» **Task inputs**
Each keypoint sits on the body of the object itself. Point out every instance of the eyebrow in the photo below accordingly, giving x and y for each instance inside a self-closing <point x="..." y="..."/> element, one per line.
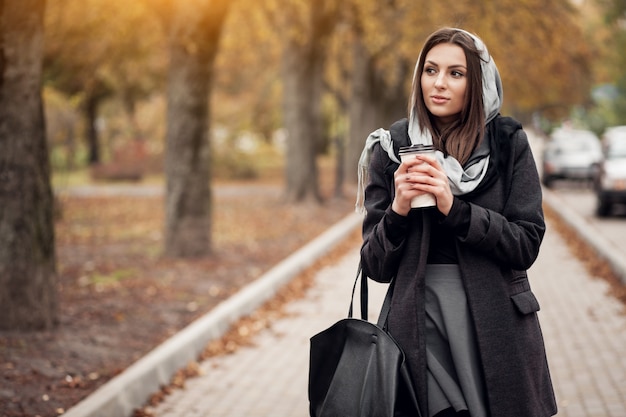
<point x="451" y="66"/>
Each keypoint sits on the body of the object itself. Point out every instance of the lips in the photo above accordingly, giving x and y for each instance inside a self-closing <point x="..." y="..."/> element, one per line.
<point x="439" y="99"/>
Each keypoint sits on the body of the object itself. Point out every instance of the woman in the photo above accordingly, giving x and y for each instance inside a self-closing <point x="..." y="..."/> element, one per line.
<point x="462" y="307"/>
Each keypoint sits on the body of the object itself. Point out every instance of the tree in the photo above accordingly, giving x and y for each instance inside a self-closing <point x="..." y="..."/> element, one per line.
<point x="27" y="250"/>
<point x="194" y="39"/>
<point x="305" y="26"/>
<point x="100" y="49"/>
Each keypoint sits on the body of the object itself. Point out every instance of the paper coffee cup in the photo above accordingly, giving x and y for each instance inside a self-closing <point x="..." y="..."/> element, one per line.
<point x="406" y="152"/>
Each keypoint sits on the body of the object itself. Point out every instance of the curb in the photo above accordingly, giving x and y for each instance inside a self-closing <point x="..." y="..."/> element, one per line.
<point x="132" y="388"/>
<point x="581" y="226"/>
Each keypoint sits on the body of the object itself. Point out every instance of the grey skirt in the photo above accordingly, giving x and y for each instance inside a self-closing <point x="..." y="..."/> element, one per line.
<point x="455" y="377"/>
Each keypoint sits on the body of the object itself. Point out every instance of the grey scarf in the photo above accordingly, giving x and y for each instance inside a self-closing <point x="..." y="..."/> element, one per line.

» **Work task**
Please set down each entry word for word, without its images.

» **Finished exercise**
Each keypoint sits on the body of the object itself. Point out every instance of the eyebrow in the photo below accordingly, giving x and y for each instance inside a self-closing <point x="..." y="..."/> element, one per line.
<point x="451" y="66"/>
Each keypoint sits on the body of the object itself. Point out every instance of the lips in the photo above accordingly, giving x and y for each instance inside a self-closing <point x="..." y="..."/> element, one per line.
<point x="439" y="99"/>
Each keypoint sits on the body of the object itself. Point out every instance of the woman in the photo above accordingly, giving x and y for each instance inside a self-closing <point x="..." y="..."/> element, one per line.
<point x="462" y="307"/>
Each keypoint sits on the body of the object itself. Point out every instance of the tree in the photo above accordingly, giving x and y for each instance inside a self-closing <point x="..." y="..."/> element, one per line.
<point x="27" y="250"/>
<point x="194" y="39"/>
<point x="305" y="26"/>
<point x="100" y="49"/>
Each keypoint sits on the body of the object itself. Point out every instance of the paper coffee cup in the photo above accordingly, giving x and y for each instance inside a self-closing <point x="..." y="..."/> element, one per line.
<point x="406" y="152"/>
Each keypoint sits on the body of the object itself. Point out every instance of the curb in the photo above accordingly, giving x and y for each instance inside a self-closing <point x="..." y="..."/> element, one per line.
<point x="132" y="388"/>
<point x="581" y="226"/>
Each keypoint sits on the body of the object itself. Point out every instance of the grey skirt in the photo above accordingly, giving x and y for each instance inside a self-closing <point x="..." y="..."/> element, one per line.
<point x="455" y="377"/>
Each keypoint sits on the body of the object itself. Point out every instance of the grey scarf in the photo above accordingly, giving x and y for each instance inside a self-closing <point x="..." y="..."/> element, one per line.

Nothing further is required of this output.